PROMPT: The records are to be repeated in full. Every line must match.

PROVIDED DATA:
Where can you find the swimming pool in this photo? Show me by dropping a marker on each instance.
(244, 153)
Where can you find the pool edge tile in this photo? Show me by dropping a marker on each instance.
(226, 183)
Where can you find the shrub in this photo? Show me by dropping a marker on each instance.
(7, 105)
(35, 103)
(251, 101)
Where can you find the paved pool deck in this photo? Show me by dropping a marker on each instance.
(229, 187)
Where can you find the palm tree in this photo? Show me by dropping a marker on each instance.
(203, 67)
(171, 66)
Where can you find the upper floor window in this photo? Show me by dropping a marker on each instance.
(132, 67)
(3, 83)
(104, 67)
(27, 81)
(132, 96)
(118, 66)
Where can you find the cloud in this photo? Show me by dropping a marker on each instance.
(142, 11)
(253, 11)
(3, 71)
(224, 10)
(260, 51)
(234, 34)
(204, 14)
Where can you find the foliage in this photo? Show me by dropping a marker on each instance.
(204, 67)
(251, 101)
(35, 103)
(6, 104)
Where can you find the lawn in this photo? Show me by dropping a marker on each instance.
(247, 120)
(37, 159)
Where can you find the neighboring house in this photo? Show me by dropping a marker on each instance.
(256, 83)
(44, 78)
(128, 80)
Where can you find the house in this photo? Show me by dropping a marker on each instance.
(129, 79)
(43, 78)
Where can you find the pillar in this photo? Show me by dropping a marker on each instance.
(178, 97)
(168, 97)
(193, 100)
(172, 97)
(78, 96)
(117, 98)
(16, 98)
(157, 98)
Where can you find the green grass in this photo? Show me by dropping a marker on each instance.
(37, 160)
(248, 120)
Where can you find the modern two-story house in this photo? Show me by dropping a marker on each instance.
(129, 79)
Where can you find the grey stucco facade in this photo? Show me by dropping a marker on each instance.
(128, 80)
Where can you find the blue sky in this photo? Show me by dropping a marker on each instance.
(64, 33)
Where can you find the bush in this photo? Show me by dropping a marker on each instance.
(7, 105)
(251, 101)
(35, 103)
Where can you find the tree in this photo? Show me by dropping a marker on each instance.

OUTPUT FOR THIS EXERCISE:
Where can you find the swimming pool in this photo? Show me by dropping a marker on each instance.
(244, 153)
Where can you find the pool edge tile in this photo? Show me by dropping a marker on each instance.
(226, 183)
Where can you find the shrub in this photo? Show me by dropping a marker on each instance.
(7, 105)
(35, 103)
(251, 101)
Where can you find the paved pool deck in this photo? Show me by dropping a marker on each instance.
(229, 187)
Where can you find the palm tree in this photo? Show me by dropping a marker on each instance.
(203, 67)
(171, 66)
Where can you find the upper floor window in this photo? Show me by dropping a marker on each instance.
(132, 67)
(3, 83)
(104, 67)
(27, 81)
(132, 96)
(118, 66)
Where can you find the cloud in this photo? Show me by dropping a marker on each instance.
(142, 11)
(253, 11)
(3, 71)
(224, 10)
(260, 51)
(234, 34)
(204, 14)
Where can you find the foliage in this photo? Show me by dropping a marker on each instance.
(204, 67)
(251, 101)
(35, 103)
(6, 104)
Where can you find the lawn in this photo? Show me by dropping a marker on each instance.
(247, 120)
(37, 159)
Where can you find the neighboring house in this photo? Show me by dropping a marker on each instance.
(256, 83)
(44, 78)
(128, 80)
Where can you find the house in this photo? Show me by dropping a marker on each instance.
(129, 79)
(43, 78)
Where can you find the pillar in this photo? Show me by dropping a marker on each instance.
(178, 97)
(168, 97)
(193, 100)
(172, 97)
(78, 96)
(117, 98)
(16, 98)
(157, 98)
Where can you find the green grass in this photo? Show me by dropping a marker on each instance.
(37, 160)
(248, 120)
Where can you find the modern two-story house in this photo? Show me by dropping a marker on each instance.
(129, 79)
Where can you find the grey stucco facade in this photo? Show me by dropping a marker on each instance.
(128, 80)
Where can you find the blue sky in this photo? Show me by dropping a marker on each instance.
(64, 33)
Where can you find the bush in this photo? Show me by dropping a marker on each instance.
(7, 105)
(251, 101)
(35, 103)
Where can you find the tree in this photo? Show me by dropping a marker on each instance.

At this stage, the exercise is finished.